EXTRACT TO READ:
● ● ●

Every aircraft has a landing distance calculated on weight at touchdown. It touched down well within the _normal_ stopping distance for the length of that runway. There's also the possibility of wake turbulence from a previous landing which would make you want to land deeper to avoid it. I once got caught in the wake turbulence of a Boeing 737-200 while landing at Cardiff, Wales; it was not an experience I would ever want to repeat.
Ditto when in an Air Florida (that dates it) flight from Fort Myers to Miami. A PanAm 747 had landed in front of us (I was the only passenger as it was Superbowl Sunday and the Dolphins were playing).
The pilot said calmly,
"better hang on. This will get a bit bouncy"
He was so true. Thankfully, the pilot landed the plane very near to the threshold and hit the brakes as per the instructions from ATC.
The irony was that the aforementioned PanAm 747 was the one that I was taking on my flight to London.
never underestimate the turbulence that large objects can cause.
Boeing's problems began when they started positioning Automobile Industry types instead of experienced Aviation Industry executives in the top spots. Plus, they need to remove all but one token bean counter from their board so they stop focusing on the wrong aspects of their problems.
Boeing's problems began when they bought MacDonnell-Douglas and as part of the deal agreed to appoint McD-D board members to run the combined company. Prior to that, Boeing had been engineering-focussed from the top down. McD-D were profit focussed and the smelly stuff started sticking badly when they moved head office from Seattle to Chicago so the C-Suite were no longer in touch with the daily problems.
Actually, Boeing bought only Douglas Aircraft, the large body aircraft manufacturing portion of the company. McDonnel continued separately.
And it wasn't just Board members. Harry Stonecipher was moved from St. Louis to replace Phil Condit as CEO. A few years later, Boeing moved its corporate headquarters from Seattle to Chicago. I have to ask, which is closer to St. Louis, Seattle or Chicago?
Disclosure: I was a systems engineer at Boeing's Wichita KS facility at the time it all went down.
Nope. Boeing's problems started the day the merger with McDonald Douglas was announced. Within five years all the competent senior engineering management was gone. Within ten all the competent engineering expertise had walked out the door.

● ● ●

INFORMATION:
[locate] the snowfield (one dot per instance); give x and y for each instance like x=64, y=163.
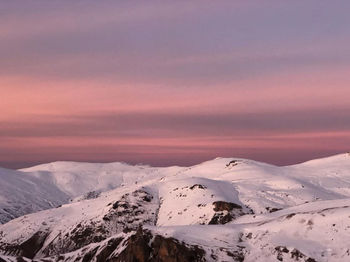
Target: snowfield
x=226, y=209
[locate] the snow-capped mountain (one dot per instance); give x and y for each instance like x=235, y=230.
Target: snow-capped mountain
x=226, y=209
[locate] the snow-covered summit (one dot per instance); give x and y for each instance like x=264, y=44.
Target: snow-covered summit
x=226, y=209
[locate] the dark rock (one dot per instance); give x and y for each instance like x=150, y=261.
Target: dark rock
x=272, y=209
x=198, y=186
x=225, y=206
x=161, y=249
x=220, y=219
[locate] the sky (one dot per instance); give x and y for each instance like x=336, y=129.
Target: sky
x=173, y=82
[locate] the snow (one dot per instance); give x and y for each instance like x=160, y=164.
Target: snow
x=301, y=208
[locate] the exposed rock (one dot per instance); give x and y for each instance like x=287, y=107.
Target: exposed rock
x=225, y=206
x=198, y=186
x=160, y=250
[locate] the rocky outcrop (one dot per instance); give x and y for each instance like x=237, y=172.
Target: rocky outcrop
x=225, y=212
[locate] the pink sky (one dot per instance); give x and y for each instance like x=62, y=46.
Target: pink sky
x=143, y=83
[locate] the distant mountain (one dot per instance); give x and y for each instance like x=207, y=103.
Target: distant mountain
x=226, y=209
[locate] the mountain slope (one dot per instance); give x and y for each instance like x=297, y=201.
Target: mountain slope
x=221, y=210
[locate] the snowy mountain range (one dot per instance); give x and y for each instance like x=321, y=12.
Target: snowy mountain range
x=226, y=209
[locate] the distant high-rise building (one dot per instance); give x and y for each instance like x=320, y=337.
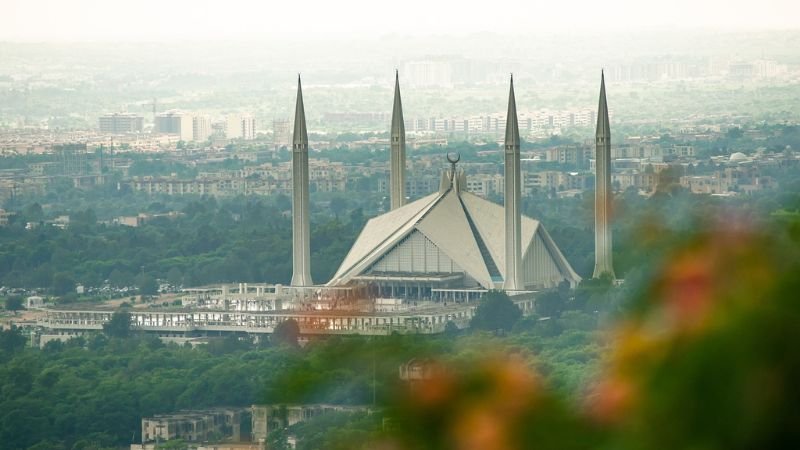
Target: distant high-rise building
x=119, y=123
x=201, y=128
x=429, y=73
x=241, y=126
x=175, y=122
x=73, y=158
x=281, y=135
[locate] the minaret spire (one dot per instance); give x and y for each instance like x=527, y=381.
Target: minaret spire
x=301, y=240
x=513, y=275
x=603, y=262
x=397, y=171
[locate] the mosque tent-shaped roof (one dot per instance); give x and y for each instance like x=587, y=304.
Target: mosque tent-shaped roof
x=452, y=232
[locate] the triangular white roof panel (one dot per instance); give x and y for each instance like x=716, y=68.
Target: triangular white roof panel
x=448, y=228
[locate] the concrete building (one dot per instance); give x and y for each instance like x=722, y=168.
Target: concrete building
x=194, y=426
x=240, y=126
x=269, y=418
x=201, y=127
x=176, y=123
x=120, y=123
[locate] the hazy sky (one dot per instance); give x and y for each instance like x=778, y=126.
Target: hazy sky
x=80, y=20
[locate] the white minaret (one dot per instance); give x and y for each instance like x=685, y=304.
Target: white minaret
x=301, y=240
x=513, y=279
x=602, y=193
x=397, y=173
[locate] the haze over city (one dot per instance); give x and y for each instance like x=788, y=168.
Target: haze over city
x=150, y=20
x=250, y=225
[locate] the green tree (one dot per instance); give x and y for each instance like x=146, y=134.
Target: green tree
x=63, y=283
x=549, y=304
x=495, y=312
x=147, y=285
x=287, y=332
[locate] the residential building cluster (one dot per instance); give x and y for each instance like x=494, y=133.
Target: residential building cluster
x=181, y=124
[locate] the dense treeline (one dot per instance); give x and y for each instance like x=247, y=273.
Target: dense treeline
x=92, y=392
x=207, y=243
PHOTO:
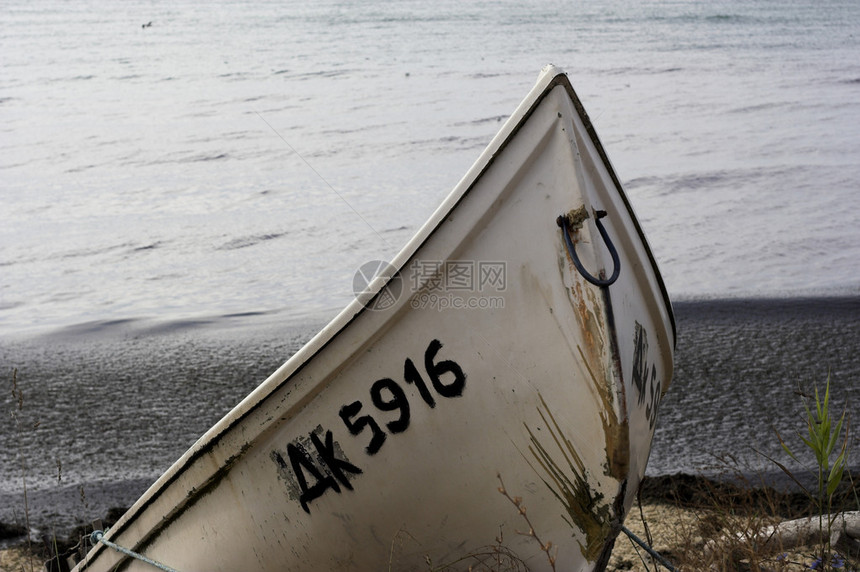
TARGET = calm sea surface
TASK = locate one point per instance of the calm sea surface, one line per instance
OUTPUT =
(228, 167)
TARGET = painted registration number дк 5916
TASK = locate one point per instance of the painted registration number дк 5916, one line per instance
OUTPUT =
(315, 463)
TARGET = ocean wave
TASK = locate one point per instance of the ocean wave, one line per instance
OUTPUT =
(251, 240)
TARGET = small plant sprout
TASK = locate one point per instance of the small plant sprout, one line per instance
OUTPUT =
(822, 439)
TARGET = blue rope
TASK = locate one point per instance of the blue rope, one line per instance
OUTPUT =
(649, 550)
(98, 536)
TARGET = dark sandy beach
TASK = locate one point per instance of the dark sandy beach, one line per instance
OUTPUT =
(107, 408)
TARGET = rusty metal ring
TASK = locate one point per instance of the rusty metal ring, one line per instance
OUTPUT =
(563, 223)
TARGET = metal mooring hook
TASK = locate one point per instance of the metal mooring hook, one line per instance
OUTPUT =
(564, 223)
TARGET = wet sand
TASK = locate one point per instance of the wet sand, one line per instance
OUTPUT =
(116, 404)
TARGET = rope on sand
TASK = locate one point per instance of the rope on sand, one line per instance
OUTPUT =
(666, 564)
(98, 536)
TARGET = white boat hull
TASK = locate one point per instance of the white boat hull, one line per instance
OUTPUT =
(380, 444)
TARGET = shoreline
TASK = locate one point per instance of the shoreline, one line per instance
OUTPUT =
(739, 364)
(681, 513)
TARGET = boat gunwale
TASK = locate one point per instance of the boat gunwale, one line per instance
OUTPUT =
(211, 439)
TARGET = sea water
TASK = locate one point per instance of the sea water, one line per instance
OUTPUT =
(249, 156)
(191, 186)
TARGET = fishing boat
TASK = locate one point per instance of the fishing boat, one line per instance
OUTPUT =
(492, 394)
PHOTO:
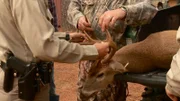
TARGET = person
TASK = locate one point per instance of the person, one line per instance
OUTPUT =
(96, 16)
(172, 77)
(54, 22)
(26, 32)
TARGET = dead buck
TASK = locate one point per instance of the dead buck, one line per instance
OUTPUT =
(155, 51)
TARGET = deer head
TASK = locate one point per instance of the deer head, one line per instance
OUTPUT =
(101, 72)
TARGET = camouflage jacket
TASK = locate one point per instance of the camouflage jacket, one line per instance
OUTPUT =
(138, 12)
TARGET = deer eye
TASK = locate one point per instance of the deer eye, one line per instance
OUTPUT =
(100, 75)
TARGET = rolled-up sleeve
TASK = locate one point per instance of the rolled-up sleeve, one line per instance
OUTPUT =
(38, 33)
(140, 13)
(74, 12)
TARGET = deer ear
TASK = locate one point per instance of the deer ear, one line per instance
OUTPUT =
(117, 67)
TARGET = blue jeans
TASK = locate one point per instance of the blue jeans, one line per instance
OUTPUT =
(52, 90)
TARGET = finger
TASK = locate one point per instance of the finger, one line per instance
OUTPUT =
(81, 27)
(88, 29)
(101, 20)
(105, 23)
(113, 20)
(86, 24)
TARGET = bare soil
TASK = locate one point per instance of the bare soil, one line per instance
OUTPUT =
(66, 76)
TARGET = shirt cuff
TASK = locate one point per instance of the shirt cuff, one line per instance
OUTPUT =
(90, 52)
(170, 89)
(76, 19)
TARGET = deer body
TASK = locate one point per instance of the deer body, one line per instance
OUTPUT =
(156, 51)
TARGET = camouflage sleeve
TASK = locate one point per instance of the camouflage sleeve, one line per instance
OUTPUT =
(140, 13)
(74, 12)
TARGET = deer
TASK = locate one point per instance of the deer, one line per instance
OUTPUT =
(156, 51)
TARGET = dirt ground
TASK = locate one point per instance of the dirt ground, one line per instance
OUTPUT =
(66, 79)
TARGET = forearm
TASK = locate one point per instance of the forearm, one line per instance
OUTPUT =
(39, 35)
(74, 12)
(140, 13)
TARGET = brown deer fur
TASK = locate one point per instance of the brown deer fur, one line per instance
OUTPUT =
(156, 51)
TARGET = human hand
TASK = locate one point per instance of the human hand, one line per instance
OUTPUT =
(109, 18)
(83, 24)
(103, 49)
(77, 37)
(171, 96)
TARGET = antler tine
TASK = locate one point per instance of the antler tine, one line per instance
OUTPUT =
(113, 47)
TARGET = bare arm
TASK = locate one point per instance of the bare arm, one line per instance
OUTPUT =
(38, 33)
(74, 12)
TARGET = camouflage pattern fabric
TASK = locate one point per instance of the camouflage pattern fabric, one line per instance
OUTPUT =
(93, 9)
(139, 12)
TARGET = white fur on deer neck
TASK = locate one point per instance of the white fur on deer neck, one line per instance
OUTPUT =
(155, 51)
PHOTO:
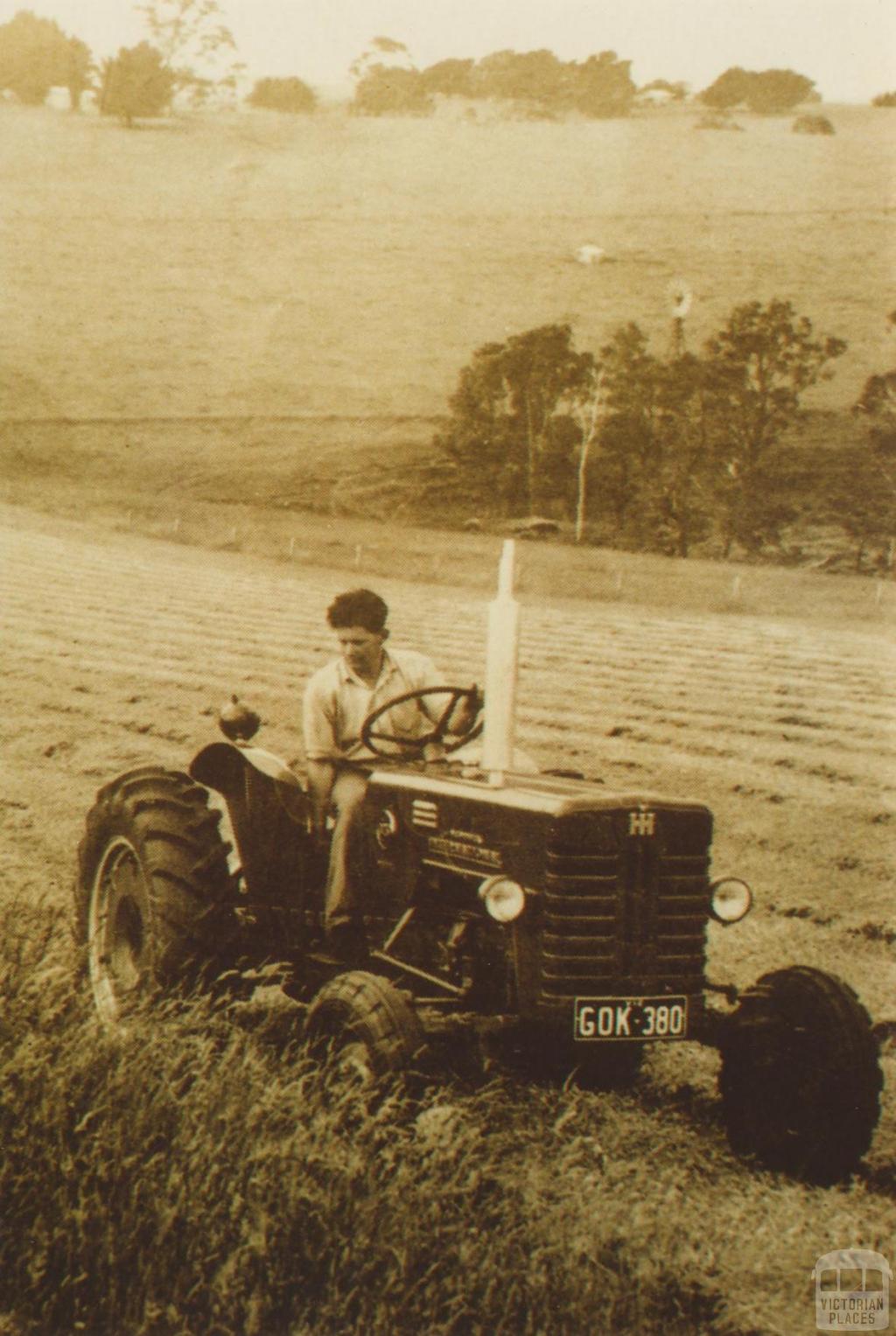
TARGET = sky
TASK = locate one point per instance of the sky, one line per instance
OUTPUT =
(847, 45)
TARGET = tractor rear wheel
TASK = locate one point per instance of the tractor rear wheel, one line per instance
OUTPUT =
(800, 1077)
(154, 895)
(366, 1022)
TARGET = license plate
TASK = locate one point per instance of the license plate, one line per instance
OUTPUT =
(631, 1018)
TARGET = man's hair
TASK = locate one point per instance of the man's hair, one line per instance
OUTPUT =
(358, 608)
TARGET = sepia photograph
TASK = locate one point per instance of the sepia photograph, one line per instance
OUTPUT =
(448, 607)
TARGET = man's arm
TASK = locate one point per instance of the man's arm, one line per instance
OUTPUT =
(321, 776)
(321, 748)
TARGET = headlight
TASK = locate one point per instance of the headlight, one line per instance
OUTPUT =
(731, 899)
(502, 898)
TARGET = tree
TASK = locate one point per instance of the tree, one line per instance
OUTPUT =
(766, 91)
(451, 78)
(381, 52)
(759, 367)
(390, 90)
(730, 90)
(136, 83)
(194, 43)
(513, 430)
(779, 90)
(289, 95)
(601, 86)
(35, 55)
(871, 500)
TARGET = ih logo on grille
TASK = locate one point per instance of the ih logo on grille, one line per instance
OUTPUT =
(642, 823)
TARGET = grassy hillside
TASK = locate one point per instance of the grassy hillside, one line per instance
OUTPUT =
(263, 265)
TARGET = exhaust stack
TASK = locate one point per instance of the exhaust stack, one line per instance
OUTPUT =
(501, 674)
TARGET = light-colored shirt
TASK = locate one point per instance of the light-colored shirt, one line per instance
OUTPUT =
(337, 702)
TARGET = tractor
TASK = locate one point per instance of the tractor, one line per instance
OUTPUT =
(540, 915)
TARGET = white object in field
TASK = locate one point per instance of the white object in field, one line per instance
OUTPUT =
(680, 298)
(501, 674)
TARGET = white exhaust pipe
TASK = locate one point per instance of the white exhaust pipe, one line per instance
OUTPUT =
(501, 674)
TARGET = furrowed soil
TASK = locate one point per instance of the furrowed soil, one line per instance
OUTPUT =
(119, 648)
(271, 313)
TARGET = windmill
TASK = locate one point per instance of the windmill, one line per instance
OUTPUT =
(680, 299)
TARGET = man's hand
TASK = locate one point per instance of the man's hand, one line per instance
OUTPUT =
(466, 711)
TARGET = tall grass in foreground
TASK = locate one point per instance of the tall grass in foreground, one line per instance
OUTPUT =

● ● ●

REQUIRED ACTION 1: Please extract the passage of the comment thread that begins at the words "Ditto when in" and stops after "objects can cause.", copying it word for word.
REQUIRED ACTION 2: In the comment thread, where was the writer landing when caught in the wake turbulence of a Boeing 737-200?

RESPONSE AREA 1:
Ditto when in an Air Florida (that dates it) flight from Fort Myers to Miami. A PanAm 747 had landed in front of us (I was the only passenger as it was Superbowl Sunday and the Dolphins were playing).
The pilot said calmly,
"better hang on. This will get a bit bouncy"
He was so true. Thankfully, the pilot landed the plane very near to the threshold and hit the brakes as per the instructions from ATC.
The irony was that the aforementioned PanAm 747 was the one that I was taking on my flight to London.
never underestimate the turbulence that large objects can cause.

RESPONSE AREA 2: At Cardiff, Wales.